Ultimately, one goal of the “outside-in” process in collaborative innovation process is to find the most creative and effective contribution. This means that a company must be able to articulate its propositions in a clear, credible, and attractive manner when communicating either with some preferred partners or with an unfamiliar multitude.

3 Powering the “Inside-Out” Innovation Effect with an Effective “Push” Strategy

Using a push communication strategy at the early stage of the “inside-out” innovation process has been used for a long time now by technology based successful companies because the development of complementary innovations is so often crucial for the market success of an original innovation. In the old days, the push communication was to communicate “inside-out” at a very early stage in the innovation process about the technical features of an innovative technology and to share them with the key market players in order to get a prior agreement of what would become the future technology standard so that all those complementary solutions will work well together (Farrell and Saloner 1985).

For instance, in the personal computer industry, compatibility is required to ensure that computers, software, modems, printers, and other peripherals interface easily. Similarly, in the cellular telecommunications market, compatibility demands a common set of technological standards for the design of cellular base stations, digital switches, and handsets to ensure maximum geographical coverage for users. The larger is the coverage, the greater is the value for customers and the bigger is the future demand, leading more customers and other market players to invest in the expansion of the network (Mc Gee et al. 2002).

Traditionally, the discussions about compatibility have taken place in the various standardization committees like the International Telecommunication Union (ITU), the Institute of Electrical and Electronics Engineers (IEEE), or the European Telecommunications Standards Institute (ETSI). This compatibility approach has very effective when the market was mostly dominated by the large suppliers. For instance in the 1990s the European mobile telecom vendors and operators companies managed to agree on one compatible technology, the Global System for Mobile Communications (GSM) developed by the ETSI while there were four different and non compatible technologies in the US. The value for the cellular phone users clearly was much bigger in Europe than in the US and the cellular phone caught up more quickly in Europe than in the US. At the same time, Nokia was able to surf on this mobile phone innovation wave and manage to build a strong market share, in Europe and to run over Motorola.

Another key element of an “inside-out” innovation strategy is the ability to engage with the very influent external contributors that are the “lead users” through a push communication directed specially toward them (Salah et al. 2010). Lead users are dissatisfied users ahead of the market trends who are willing to develop their own solutions or to collaborate with the provider (Franke and Piller 2003) because they enjoy the problem solving techniques (Bilgram et al. 2008). Some innovative companies have managed to develop a “toolkit approach” (von Hippel and Katz 2002) that transfers most of the product and service development tasks from the research and development department to pre-qualified lead users (Piller and Walcher 2006). Such an approach minimizes the “sticky information” transfer costs since the customers are participating directly in most of the stages of the product development process (Prűg and Schreier 2006). Furthermore this method facilitates the development of new products that are accepted by the market (Henkel and von Hippel 2005) and contribute to an accelerated rate of diffusion in comparison with the traditional internal innovation method (van Oast et al. 2009). A recent comparative study has shown that the impact of lead users on the performance of new product development is superior to any other external agents including the external product development partners (Al-Zu’bi and Tsinopoulos 2012).

Image entries for named regions

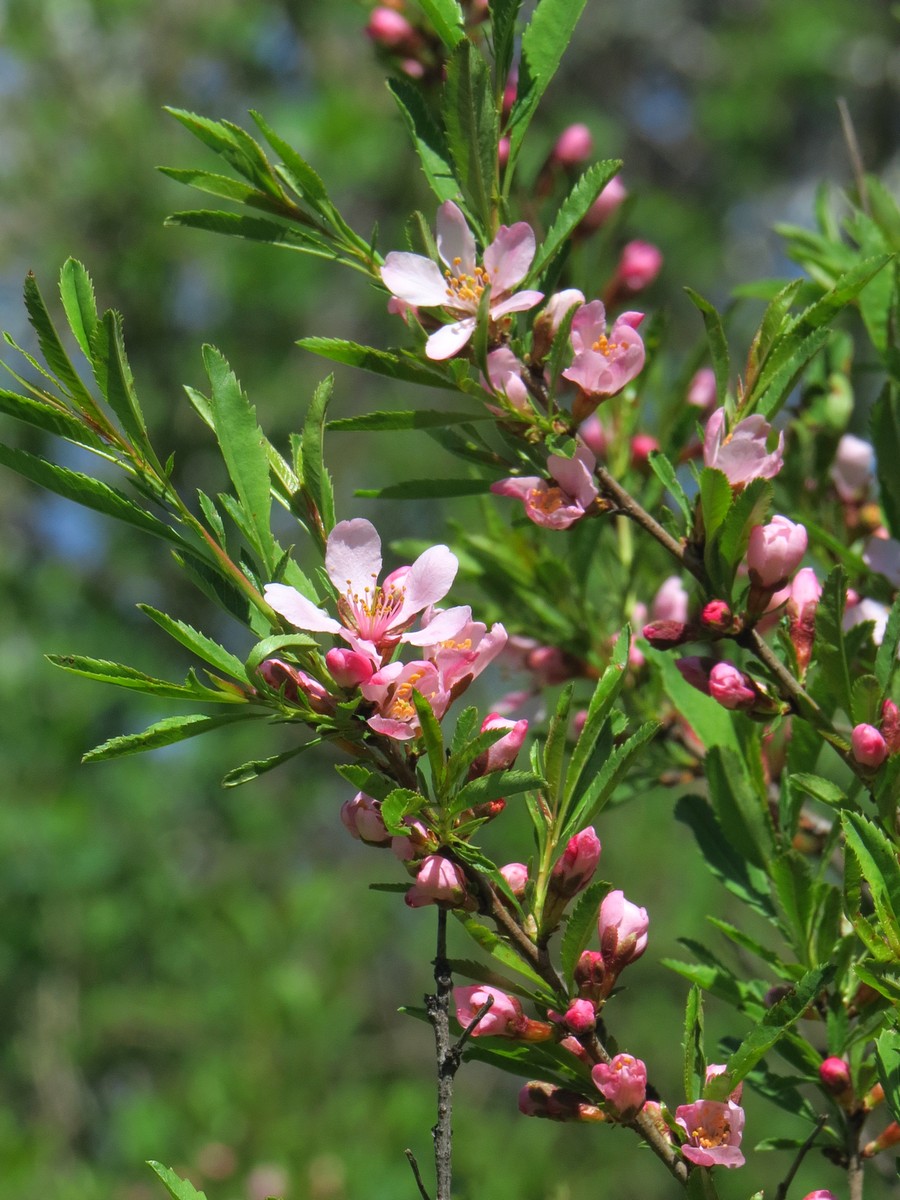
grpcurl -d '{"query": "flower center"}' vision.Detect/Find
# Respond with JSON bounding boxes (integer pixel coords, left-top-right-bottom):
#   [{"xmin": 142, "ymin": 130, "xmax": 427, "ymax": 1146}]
[{"xmin": 444, "ymin": 257, "xmax": 491, "ymax": 308}]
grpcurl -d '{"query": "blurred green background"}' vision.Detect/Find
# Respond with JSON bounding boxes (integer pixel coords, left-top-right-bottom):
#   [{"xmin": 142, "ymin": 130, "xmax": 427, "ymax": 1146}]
[{"xmin": 0, "ymin": 0, "xmax": 900, "ymax": 1200}]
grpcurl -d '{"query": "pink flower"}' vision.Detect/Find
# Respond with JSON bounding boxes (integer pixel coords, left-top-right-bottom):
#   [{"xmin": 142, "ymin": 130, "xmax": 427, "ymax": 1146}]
[
  {"xmin": 265, "ymin": 517, "xmax": 470, "ymax": 664},
  {"xmin": 863, "ymin": 538, "xmax": 900, "ymax": 588},
  {"xmin": 830, "ymin": 433, "xmax": 875, "ymax": 504},
  {"xmin": 685, "ymin": 367, "xmax": 716, "ymax": 412},
  {"xmin": 551, "ymin": 125, "xmax": 594, "ymax": 167},
  {"xmin": 708, "ymin": 662, "xmax": 758, "ymax": 709},
  {"xmin": 406, "ymin": 854, "xmax": 470, "ymax": 908},
  {"xmin": 469, "ymin": 713, "xmax": 528, "ymax": 779},
  {"xmin": 550, "ymin": 826, "xmax": 600, "ymax": 899},
  {"xmin": 616, "ymin": 241, "xmax": 662, "ymax": 295},
  {"xmin": 360, "ymin": 660, "xmax": 450, "ymax": 742},
  {"xmin": 382, "ymin": 200, "xmax": 544, "ymax": 360},
  {"xmin": 563, "ymin": 300, "xmax": 644, "ymax": 397},
  {"xmin": 676, "ymin": 1100, "xmax": 744, "ymax": 1168},
  {"xmin": 850, "ymin": 725, "xmax": 888, "ymax": 767},
  {"xmin": 590, "ymin": 1054, "xmax": 647, "ymax": 1121},
  {"xmin": 341, "ymin": 792, "xmax": 391, "ymax": 846},
  {"xmin": 491, "ymin": 445, "xmax": 599, "ymax": 529},
  {"xmin": 454, "ymin": 984, "xmax": 553, "ymax": 1042},
  {"xmin": 703, "ymin": 408, "xmax": 785, "ymax": 487},
  {"xmin": 746, "ymin": 516, "xmax": 808, "ymax": 590},
  {"xmin": 598, "ymin": 890, "xmax": 650, "ymax": 974}
]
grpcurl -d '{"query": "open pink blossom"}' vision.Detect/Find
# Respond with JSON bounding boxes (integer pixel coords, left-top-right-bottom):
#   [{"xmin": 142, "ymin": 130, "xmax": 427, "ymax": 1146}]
[
  {"xmin": 265, "ymin": 517, "xmax": 470, "ymax": 665},
  {"xmin": 703, "ymin": 408, "xmax": 785, "ymax": 487},
  {"xmin": 676, "ymin": 1100, "xmax": 744, "ymax": 1168},
  {"xmin": 360, "ymin": 660, "xmax": 450, "ymax": 742},
  {"xmin": 590, "ymin": 1054, "xmax": 647, "ymax": 1121},
  {"xmin": 563, "ymin": 300, "xmax": 644, "ymax": 396},
  {"xmin": 382, "ymin": 200, "xmax": 544, "ymax": 360},
  {"xmin": 491, "ymin": 445, "xmax": 599, "ymax": 529}
]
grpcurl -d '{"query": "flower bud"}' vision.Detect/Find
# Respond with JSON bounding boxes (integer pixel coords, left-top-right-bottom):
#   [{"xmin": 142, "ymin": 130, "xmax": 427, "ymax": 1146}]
[
  {"xmin": 598, "ymin": 890, "xmax": 650, "ymax": 976},
  {"xmin": 551, "ymin": 125, "xmax": 594, "ymax": 167},
  {"xmin": 518, "ymin": 1080, "xmax": 606, "ymax": 1121},
  {"xmin": 406, "ymin": 854, "xmax": 472, "ymax": 908},
  {"xmin": 341, "ymin": 792, "xmax": 391, "ymax": 846},
  {"xmin": 325, "ymin": 649, "xmax": 376, "ymax": 688},
  {"xmin": 850, "ymin": 724, "xmax": 888, "ymax": 768},
  {"xmin": 590, "ymin": 1054, "xmax": 647, "ymax": 1121}
]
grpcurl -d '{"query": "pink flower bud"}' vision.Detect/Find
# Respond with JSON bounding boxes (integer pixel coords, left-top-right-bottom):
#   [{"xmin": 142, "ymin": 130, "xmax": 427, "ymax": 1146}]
[
  {"xmin": 850, "ymin": 725, "xmax": 888, "ymax": 767},
  {"xmin": 518, "ymin": 1080, "xmax": 606, "ymax": 1121},
  {"xmin": 598, "ymin": 890, "xmax": 650, "ymax": 974},
  {"xmin": 700, "ymin": 600, "xmax": 734, "ymax": 634},
  {"xmin": 685, "ymin": 367, "xmax": 716, "ymax": 412},
  {"xmin": 578, "ymin": 175, "xmax": 628, "ymax": 234},
  {"xmin": 590, "ymin": 1054, "xmax": 647, "ymax": 1121},
  {"xmin": 500, "ymin": 863, "xmax": 528, "ymax": 898},
  {"xmin": 563, "ymin": 1000, "xmax": 596, "ymax": 1033},
  {"xmin": 454, "ymin": 984, "xmax": 553, "ymax": 1042},
  {"xmin": 551, "ymin": 125, "xmax": 594, "ymax": 167},
  {"xmin": 616, "ymin": 241, "xmax": 662, "ymax": 295},
  {"xmin": 830, "ymin": 433, "xmax": 875, "ymax": 504},
  {"xmin": 406, "ymin": 854, "xmax": 469, "ymax": 908},
  {"xmin": 325, "ymin": 649, "xmax": 376, "ymax": 688},
  {"xmin": 746, "ymin": 516, "xmax": 808, "ymax": 590},
  {"xmin": 469, "ymin": 713, "xmax": 528, "ymax": 779},
  {"xmin": 709, "ymin": 662, "xmax": 758, "ymax": 709},
  {"xmin": 341, "ymin": 792, "xmax": 391, "ymax": 846},
  {"xmin": 366, "ymin": 7, "xmax": 419, "ymax": 50},
  {"xmin": 550, "ymin": 826, "xmax": 600, "ymax": 899}
]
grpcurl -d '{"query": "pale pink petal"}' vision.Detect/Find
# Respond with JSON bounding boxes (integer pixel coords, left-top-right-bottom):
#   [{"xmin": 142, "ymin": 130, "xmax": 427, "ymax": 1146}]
[
  {"xmin": 491, "ymin": 292, "xmax": 544, "ymax": 320},
  {"xmin": 401, "ymin": 605, "xmax": 472, "ymax": 646},
  {"xmin": 485, "ymin": 221, "xmax": 535, "ymax": 295},
  {"xmin": 263, "ymin": 583, "xmax": 343, "ymax": 634},
  {"xmin": 325, "ymin": 517, "xmax": 382, "ymax": 594},
  {"xmin": 382, "ymin": 250, "xmax": 446, "ymax": 307},
  {"xmin": 396, "ymin": 546, "xmax": 460, "ymax": 625},
  {"xmin": 437, "ymin": 200, "xmax": 475, "ymax": 275},
  {"xmin": 425, "ymin": 317, "xmax": 475, "ymax": 362}
]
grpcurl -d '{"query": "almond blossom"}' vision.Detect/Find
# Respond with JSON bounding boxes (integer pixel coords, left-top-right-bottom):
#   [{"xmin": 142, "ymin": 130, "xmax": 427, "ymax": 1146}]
[
  {"xmin": 265, "ymin": 517, "xmax": 470, "ymax": 666},
  {"xmin": 491, "ymin": 444, "xmax": 599, "ymax": 529},
  {"xmin": 563, "ymin": 300, "xmax": 644, "ymax": 396},
  {"xmin": 382, "ymin": 200, "xmax": 544, "ymax": 360}
]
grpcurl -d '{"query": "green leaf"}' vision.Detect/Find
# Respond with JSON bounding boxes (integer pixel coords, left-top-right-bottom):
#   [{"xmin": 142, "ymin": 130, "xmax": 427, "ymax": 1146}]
[
  {"xmin": 300, "ymin": 376, "xmax": 335, "ymax": 534},
  {"xmin": 388, "ymin": 79, "xmax": 460, "ymax": 204},
  {"xmin": 870, "ymin": 383, "xmax": 900, "ymax": 538},
  {"xmin": 532, "ymin": 158, "xmax": 622, "ymax": 287},
  {"xmin": 0, "ymin": 445, "xmax": 185, "ymax": 547},
  {"xmin": 146, "ymin": 1160, "xmax": 206, "ymax": 1200},
  {"xmin": 506, "ymin": 0, "xmax": 587, "ymax": 166},
  {"xmin": 703, "ymin": 962, "xmax": 835, "ymax": 1100},
  {"xmin": 203, "ymin": 346, "xmax": 280, "ymax": 575},
  {"xmin": 82, "ymin": 713, "xmax": 262, "ymax": 762},
  {"xmin": 59, "ymin": 258, "xmax": 97, "ymax": 361},
  {"xmin": 416, "ymin": 0, "xmax": 466, "ymax": 50},
  {"xmin": 559, "ymin": 880, "xmax": 612, "ymax": 980},
  {"xmin": 353, "ymin": 479, "xmax": 491, "ymax": 500},
  {"xmin": 442, "ymin": 38, "xmax": 499, "ymax": 230},
  {"xmin": 648, "ymin": 450, "xmax": 694, "ymax": 536},
  {"xmin": 682, "ymin": 984, "xmax": 707, "ymax": 1104},
  {"xmin": 47, "ymin": 654, "xmax": 247, "ymax": 704},
  {"xmin": 684, "ymin": 288, "xmax": 731, "ymax": 404},
  {"xmin": 296, "ymin": 337, "xmax": 460, "ymax": 391},
  {"xmin": 138, "ymin": 604, "xmax": 247, "ymax": 683},
  {"xmin": 91, "ymin": 310, "xmax": 150, "ymax": 451}
]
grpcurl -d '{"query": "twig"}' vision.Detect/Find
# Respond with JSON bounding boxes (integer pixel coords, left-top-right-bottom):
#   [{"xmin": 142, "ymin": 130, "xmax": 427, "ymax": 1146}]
[
  {"xmin": 403, "ymin": 1147, "xmax": 431, "ymax": 1200},
  {"xmin": 775, "ymin": 1112, "xmax": 828, "ymax": 1200}
]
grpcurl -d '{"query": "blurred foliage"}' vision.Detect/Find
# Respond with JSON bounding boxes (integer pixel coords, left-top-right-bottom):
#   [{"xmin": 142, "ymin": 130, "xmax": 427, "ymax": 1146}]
[{"xmin": 0, "ymin": 0, "xmax": 900, "ymax": 1200}]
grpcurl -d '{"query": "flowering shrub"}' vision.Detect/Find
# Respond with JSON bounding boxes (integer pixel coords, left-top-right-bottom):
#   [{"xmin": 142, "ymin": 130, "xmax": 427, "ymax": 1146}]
[{"xmin": 0, "ymin": 0, "xmax": 900, "ymax": 1200}]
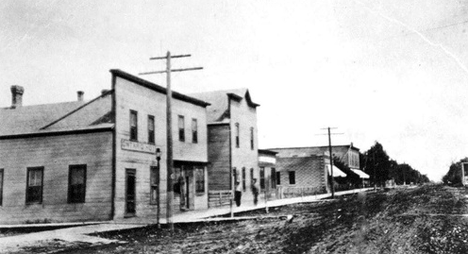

Task requirements:
For each statement below, say whether it agrees with the passage on the "push" innovation strategy. Answer yes or no, and quote the words of the passage that decide it.
1. In the 1990s, the US had four mobile technologies that were not compatible with one another.
2. Lead users are satisfied users who follow market trends.
3. The toolkit approach moves development tasks from the research and development department to pre-qualified lead users.
Nothing in the records is needed here.

Complete output:
1. Yes: "while there were four different and non compatible technologies in the US"
2. No: "Lead users are dissatisfied users ahead of the market trends"
3. Yes: "transfers most of the product and service development tasks from the research and development department to pre-qualified lead users"